**GIVEN TEXT:**
Empowered Communities and
Fairer Land Ownership

Great meeting with Energy Co-operatives Ireland yesterday and looking forward to developing rewable energy grids for communities in #DBN .

Posted by Paul Clarke - Independent on Thursday, 22 October 2015

The phrase 'think global, act local' may on occasion seem a bit trite, but there is much to be said for this philosophy. If we are to collectively move towards a sustainable future for ourselves and our planet then we must think in terms of small-scale communities who can work towards a future fair for all. In these times when all news can sometimes seem bleak, there are plenty of stories of communities which are not just surviving but thriving. When communities are empowered by governments to utilise the land and work towards carbon neutrality and energy self-sufficiency, we can see what individuals are truly capable of achieving and can have hope for the global community as well.

The Transition movement is beginning to show what is possible for communities who work independently towards a shared environmentally sustainable goal. This movement began in the UK almost ten years ago and now there are grass roots initiatives popping up all around the world. There are now more than 400 communities around the world making great strides forward. Transition towns are not run by local government but work in conjunction with it. Ecological resilience is achievable but only if communities feel that they have a stake in their community and feel that their collective efforts can achieve change. This means communities must have control over their land and be able to use it for the betterment of all.

Many different areas are best considered first at a local level. Food production, for example, can be one of the most important areas when it comes to reducing carbon footprint. Communities can encourage local small-scale food production. Permaculture principles can ensure that the soil is not depleted, that yield is up and reliance on fossil fuels is down. Community gardens can enable people to be closer to their food and understand where it comes from. Food transportation miles can be reduced. Waste too, can be a local issue. Rather than whisking waste away and having an 'out of sight, out of mind' mentality, local efforts to reduce, reuse and recycle can educate and empower. Communities can work together to solve transportation issues relevant to where they live. First and foremost, a community can be truly resilience if it can use renewables to become fully energy independent.

**STORED DATA:**
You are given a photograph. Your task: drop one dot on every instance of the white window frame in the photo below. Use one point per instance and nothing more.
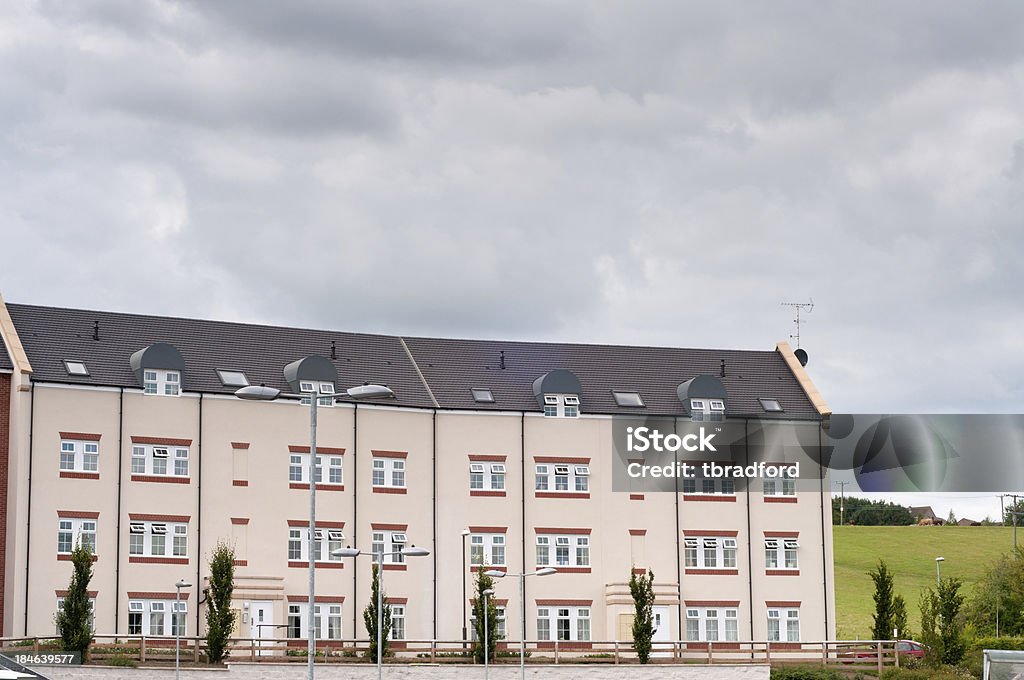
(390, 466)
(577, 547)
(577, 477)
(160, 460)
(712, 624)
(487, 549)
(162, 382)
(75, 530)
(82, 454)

==

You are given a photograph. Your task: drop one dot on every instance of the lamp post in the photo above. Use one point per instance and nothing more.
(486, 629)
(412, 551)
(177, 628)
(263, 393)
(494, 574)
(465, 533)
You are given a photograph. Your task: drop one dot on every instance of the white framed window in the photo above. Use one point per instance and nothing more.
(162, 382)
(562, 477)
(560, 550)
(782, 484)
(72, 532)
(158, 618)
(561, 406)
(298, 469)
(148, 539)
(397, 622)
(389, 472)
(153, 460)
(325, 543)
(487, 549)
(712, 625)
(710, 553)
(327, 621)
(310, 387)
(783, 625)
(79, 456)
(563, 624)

**AIM 1:** According to the post on empowered communities, where did the Transition movement begin?
**AIM 2:** From the records, pull out every line that contains the word "above".

**WORKED SOLUTION 1:** In the UK, almost ten years before the post.

**WORKED SOLUTION 2:**
You are given a photograph. Your task: drop one dot on every instance of the lamp post in the photo above. Use one point per instance and nothing more.
You are given a photograph. Your task: drop one dot on every instance of the white framed window in the photo above. Use one point per instance and nothing more.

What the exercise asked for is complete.